## AIM OF THE EXERCISE
Can you output the records from the line containing "Class, locate every instance of the tie" up to and including the last line of the records as a Markdown table with the columns Row and Record line, leaving out any blank lines?

(Saved data entries)
* * * * * * *

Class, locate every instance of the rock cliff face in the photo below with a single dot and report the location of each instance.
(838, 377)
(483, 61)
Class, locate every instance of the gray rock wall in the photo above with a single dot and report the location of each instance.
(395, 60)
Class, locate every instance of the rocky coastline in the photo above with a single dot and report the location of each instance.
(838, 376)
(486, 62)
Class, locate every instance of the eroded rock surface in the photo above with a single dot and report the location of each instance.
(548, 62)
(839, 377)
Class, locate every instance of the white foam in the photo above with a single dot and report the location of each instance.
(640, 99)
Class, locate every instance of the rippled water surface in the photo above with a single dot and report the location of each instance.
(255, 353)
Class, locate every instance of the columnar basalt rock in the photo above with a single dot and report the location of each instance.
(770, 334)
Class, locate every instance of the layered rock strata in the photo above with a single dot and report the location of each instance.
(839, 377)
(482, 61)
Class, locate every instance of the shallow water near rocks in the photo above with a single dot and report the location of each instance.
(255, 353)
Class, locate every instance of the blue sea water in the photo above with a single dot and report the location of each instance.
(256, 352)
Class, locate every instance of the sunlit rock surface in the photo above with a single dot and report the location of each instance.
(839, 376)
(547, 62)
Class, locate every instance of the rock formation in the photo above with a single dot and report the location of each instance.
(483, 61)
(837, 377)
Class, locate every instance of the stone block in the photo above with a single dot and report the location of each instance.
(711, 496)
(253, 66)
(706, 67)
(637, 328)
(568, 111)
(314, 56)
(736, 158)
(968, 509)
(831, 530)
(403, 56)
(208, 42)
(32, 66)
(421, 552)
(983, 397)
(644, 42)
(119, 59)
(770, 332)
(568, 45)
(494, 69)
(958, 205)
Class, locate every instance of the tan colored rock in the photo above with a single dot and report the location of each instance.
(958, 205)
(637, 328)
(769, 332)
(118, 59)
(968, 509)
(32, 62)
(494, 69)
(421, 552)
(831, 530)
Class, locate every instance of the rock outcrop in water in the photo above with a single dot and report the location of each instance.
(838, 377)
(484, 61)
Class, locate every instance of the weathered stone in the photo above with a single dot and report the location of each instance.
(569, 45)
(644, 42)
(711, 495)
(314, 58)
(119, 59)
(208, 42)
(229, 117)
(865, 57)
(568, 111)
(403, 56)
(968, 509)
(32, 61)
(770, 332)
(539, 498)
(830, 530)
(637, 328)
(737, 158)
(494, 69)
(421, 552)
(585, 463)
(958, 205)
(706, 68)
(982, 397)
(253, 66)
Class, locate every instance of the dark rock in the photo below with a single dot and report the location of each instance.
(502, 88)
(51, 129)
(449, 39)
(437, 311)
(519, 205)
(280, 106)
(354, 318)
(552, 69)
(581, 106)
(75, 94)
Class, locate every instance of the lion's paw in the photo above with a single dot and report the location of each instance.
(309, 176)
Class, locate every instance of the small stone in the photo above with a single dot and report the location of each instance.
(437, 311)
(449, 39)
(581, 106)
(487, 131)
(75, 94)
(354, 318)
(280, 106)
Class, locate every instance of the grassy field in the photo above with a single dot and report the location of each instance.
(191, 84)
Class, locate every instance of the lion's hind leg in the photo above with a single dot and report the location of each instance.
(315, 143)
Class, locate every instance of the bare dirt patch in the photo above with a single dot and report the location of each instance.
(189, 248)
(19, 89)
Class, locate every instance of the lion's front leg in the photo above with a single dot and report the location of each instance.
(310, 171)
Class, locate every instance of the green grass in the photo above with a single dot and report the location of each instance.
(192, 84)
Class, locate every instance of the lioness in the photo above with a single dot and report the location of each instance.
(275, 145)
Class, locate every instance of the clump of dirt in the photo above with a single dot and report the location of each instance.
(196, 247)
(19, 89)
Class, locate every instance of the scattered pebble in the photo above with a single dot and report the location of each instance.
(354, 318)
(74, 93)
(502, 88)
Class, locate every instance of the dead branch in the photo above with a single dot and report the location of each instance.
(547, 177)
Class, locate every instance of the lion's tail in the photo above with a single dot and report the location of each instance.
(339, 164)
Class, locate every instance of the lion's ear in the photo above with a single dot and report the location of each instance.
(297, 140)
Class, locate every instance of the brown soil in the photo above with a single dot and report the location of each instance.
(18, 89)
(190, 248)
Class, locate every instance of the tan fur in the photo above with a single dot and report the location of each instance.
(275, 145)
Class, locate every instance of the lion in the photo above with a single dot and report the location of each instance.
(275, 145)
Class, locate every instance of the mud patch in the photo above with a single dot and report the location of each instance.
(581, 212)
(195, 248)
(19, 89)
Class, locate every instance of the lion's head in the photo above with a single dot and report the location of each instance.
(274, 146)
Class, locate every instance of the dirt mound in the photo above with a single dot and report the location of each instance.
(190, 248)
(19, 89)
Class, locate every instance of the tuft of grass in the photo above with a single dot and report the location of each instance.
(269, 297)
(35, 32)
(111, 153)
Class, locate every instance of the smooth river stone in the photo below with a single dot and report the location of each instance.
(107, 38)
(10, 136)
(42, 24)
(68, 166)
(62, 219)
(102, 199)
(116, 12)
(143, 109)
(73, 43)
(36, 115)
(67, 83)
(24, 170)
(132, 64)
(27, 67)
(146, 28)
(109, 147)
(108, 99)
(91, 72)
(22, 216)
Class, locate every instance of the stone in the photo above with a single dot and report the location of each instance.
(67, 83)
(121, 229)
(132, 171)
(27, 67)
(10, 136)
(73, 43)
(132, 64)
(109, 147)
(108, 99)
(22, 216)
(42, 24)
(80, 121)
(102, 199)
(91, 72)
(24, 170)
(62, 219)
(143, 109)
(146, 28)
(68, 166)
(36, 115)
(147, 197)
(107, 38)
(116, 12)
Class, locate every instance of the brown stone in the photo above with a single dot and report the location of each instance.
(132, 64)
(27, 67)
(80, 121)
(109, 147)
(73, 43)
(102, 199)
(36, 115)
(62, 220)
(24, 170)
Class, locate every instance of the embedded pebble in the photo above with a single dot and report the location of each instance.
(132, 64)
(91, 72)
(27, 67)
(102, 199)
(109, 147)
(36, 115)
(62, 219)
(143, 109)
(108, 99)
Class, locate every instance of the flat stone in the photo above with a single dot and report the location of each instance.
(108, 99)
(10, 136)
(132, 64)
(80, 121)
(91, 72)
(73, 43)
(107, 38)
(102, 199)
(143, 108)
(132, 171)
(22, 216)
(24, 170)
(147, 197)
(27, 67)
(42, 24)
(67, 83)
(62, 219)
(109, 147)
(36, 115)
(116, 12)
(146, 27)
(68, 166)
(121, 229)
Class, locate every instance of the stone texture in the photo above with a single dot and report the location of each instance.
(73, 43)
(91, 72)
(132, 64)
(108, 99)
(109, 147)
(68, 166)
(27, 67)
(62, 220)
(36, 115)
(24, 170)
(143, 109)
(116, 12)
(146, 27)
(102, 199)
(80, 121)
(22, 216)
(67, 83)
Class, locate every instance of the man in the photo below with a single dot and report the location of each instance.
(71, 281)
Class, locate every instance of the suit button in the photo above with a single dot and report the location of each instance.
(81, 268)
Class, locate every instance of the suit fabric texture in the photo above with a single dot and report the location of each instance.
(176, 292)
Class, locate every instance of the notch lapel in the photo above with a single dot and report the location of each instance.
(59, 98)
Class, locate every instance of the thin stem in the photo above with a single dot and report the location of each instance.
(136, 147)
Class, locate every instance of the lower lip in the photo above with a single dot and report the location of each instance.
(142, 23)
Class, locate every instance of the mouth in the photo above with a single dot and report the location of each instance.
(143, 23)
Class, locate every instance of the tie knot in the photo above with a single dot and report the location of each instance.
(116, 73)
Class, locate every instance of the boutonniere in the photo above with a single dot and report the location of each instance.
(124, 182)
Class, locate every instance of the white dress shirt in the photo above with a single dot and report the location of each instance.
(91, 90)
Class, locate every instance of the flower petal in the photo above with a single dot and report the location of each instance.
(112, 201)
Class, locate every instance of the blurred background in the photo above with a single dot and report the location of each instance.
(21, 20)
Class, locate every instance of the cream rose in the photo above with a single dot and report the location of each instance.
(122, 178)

* * * * * * *

## EXERCISE RESULT
| Row | Record line |
|---|---|
| 1 | Class, locate every instance of the tie knot in the photo above with a single dot and report the location of each instance. |
| 2 | (116, 73) |
| 3 | Class, locate every instance of the boutonniere in the photo above with a single dot and report the location of each instance. |
| 4 | (124, 182) |
| 5 | Class, locate every instance of the white dress shirt in the photo above with a single dot and report the location of each instance. |
| 6 | (91, 90) |
| 7 | Class, locate every instance of the flower petal in the photo above with a single dot and report the location of each instance. |
| 8 | (112, 201) |
| 9 | Class, locate every instance of the blurred background in the photo above with a single dot and report the location of each instance. |
| 10 | (21, 20) |
| 11 | Class, locate every instance of the cream rose in the photo above with a single dot and report the location of each instance. |
| 12 | (122, 178) |